*DIRECTIONS*
A - Reproduce word for word the part of the account of the police shooting that starts at the words "She proceeded to" and ends after the words "coughing up blood.".
B - Decide whether each statement below agrees with the account of the police shooting, answering yes or no and quoting the words from the account that decide it. (i) The evening took place at the Unitarian Universalist Congregation of Las Vegas. (ii) Cristina Paulos remained in the room throughout the evening. (iii) Alma managed to get to her son while he lay on the ground.
C - Extend the account of the police shooting, picking up after its final sentence.

*TEXT PROVIDED*
=======

She proceeded to question him: “’Why did you kill my son? Why you couldn’t stop him?’”
The officer, she said, answered her coldly: “I am trained to kill, not to stop.”
The audience at the Unitarian Universalist Congregation of Las Vegas gasped when Alma, tears rolling down her face, retold the story of the shooting. Cristina Paulos, a police brutality survivor who testified before the crowd earlier in the evening, was so overwhelmed with emotion that she had to step outside.
Restrained by the officers, Alma remembers looking at her son laying on the ground, struggling for air and coughing up blood.
“I saw my son trying to move his left leg, trying to move his body a little bit to the side, and I was not able to get to him,” Alma said.
She contemplated trying to reach him again but feared for her life and the safety of her other children.
“I knew if I was shot my other kids are going to come as well, and if Ralfy is still alive he is going to need me,” she said. “I didn’t know what to do and until now I regret not even trying.”

=======

*Natural-language object grounding records*
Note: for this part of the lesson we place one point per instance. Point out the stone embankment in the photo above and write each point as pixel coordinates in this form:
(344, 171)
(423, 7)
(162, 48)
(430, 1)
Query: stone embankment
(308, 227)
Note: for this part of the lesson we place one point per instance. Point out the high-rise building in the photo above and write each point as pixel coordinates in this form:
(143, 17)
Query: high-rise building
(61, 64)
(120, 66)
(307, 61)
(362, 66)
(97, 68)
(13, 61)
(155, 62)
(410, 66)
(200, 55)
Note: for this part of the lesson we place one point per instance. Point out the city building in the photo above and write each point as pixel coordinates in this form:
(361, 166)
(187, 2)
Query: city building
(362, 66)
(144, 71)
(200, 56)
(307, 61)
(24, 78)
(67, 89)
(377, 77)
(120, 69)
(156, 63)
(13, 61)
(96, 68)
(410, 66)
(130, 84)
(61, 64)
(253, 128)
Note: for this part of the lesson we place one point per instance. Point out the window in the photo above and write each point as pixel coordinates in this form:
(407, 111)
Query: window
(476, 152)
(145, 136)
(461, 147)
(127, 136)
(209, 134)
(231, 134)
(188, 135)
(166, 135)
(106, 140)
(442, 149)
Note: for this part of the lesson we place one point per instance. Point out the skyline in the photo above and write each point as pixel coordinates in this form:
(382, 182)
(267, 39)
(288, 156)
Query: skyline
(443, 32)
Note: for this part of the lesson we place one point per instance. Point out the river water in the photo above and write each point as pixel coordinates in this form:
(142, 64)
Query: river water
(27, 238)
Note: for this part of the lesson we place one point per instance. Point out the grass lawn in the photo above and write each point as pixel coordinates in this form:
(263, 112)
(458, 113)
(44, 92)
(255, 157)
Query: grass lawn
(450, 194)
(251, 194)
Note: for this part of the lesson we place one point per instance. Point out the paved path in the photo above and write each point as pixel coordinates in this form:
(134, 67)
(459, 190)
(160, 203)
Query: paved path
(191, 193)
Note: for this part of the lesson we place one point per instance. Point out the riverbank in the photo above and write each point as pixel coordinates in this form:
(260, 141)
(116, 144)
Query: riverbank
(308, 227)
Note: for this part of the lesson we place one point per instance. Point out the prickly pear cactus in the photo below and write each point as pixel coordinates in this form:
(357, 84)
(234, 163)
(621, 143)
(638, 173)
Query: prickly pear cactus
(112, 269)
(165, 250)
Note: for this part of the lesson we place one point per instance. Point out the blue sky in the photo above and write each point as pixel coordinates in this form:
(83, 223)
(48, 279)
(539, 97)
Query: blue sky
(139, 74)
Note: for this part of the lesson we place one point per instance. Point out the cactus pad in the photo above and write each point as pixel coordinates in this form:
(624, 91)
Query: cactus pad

=======

*RESPONSES TO THE EXERCISE*
A -
She proceeded to question him: “’Why did you kill my son? Why you couldn’t stop him?’”
The officer, she said, answered her coldly: “I am trained to kill, not to stop.”
The audience at the Unitarian Universalist Congregation of Las Vegas gasped when Alma, tears rolling down her face, retold the story of the shooting. Cristina Paulos, a police brutality survivor who testified before the crowd earlier in the evening, was so overwhelmed with emotion that she had to step outside.
Restrained by the officers, Alma remembers looking at her son laying on the ground, struggling for air and coughing up blood.

B -
(i) Yes: "The audience at the Unitarian Universalist Congregation of Las Vegas gasped when Alma, tears rolling down her face, retold the story of the shooting."
(ii) No: "was so overwhelmed with emotion that she had to step outside."
(iii) No: "I was not able to get to him"

C -
The officers arrested Alma after the shooting and took her to University Medical Center of Southern Nevada to visit her son. They told her that he was alive, which surprised her. She thought she had seen Ralfy take his last breath on Firestone Drive.
When Alma arrived at the hospital, medical personnel took her into a “tiny room” and told her there was nothing they could do to save her son’s life.
She asked them if she could see Ralfy’s body but was falsely told that it was at the coroner’s office. She later found out that his body had been in the hospital while she was there. She didn’t see her son again until his body reached the funeral home.
“I saw my baby like if he were a big doll—cold, hard, destroyed by the cops,” Alma said.
Shortly after the shooting, Alma filed a federal civil rights lawsuit against the Las Vegas Metropolitan Police Department and officers Grivas and Hager, but the case was dismissed by the United States District Court for the District of Nevada and the 9th U.S. Circuit Court of Appeals.
“Taking the facts in the light most favorable to Chavez, no clearly established case law would have led all reasonable officers to conclude that using deadly force against Olivas after he threatened to kill the police and had approached the officers wielding a knife constituted excessive force.”
But what happens when officials and eyewitnesses dispute the facts? Both have vested interests in making their case, though the balance of power between them is greatly skewed.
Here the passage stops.